• **WRITTEN PROBLEM**: Reproduce every one of the following entries line for line, without changing anything.

• **PROVIDED INFORMATION**:
------------------------------------------------------------

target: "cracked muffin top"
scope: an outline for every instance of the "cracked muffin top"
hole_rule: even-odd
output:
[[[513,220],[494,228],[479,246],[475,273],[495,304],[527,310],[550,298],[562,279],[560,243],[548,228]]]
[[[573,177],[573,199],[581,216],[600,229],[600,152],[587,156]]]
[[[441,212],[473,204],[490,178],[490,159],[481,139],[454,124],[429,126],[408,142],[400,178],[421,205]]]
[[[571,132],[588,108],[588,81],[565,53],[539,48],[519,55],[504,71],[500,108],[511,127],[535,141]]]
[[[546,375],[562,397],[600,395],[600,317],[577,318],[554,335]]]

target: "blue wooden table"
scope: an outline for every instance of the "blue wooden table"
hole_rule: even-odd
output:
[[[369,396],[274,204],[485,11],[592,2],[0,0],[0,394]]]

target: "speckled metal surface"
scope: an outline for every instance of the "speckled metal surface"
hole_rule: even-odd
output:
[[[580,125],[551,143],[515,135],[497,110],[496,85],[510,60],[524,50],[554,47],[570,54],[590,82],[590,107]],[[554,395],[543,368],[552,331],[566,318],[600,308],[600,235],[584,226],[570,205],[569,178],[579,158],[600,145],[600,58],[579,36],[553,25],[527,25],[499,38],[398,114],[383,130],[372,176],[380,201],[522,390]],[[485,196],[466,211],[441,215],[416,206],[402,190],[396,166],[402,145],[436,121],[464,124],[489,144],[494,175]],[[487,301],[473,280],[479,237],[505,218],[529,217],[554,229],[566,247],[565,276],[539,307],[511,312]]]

------------------------------------------------------------

• **FULL SOLUTION**:
target: "cracked muffin top"
scope: an outline for every instance of the "cracked muffin top"
hole_rule: even-odd
output:
[[[513,220],[494,228],[479,246],[475,273],[495,304],[527,310],[550,298],[562,279],[560,243],[548,228]]]
[[[573,177],[573,199],[581,216],[600,229],[600,152],[587,156]]]
[[[441,212],[473,204],[490,178],[490,159],[481,139],[454,124],[429,126],[408,142],[400,178],[421,205]]]
[[[571,132],[588,108],[588,81],[565,53],[539,48],[519,55],[504,71],[500,108],[511,127],[535,141]]]
[[[546,375],[562,397],[600,395],[600,317],[577,318],[554,335]]]

target: "blue wooden table"
scope: an outline for every instance of the "blue wooden table"
hole_rule: even-odd
output:
[[[369,396],[274,204],[485,11],[592,2],[0,0],[0,394]]]

target: "speckled metal surface"
scope: an outline for every instance of the "speckled metal surface"
hole_rule: even-odd
output:
[[[580,125],[551,143],[515,135],[497,110],[496,85],[510,60],[524,50],[554,47],[570,54],[590,82],[590,107]],[[554,395],[543,368],[552,331],[566,318],[600,308],[600,235],[584,226],[570,205],[569,178],[579,158],[600,145],[600,58],[579,36],[553,25],[527,25],[499,38],[398,114],[383,130],[372,176],[380,201],[522,390]],[[485,196],[466,211],[441,215],[416,206],[402,190],[396,166],[402,145],[436,121],[464,124],[489,144],[494,175]],[[487,301],[473,280],[479,237],[505,218],[529,217],[554,229],[566,247],[565,276],[539,307],[511,312]]]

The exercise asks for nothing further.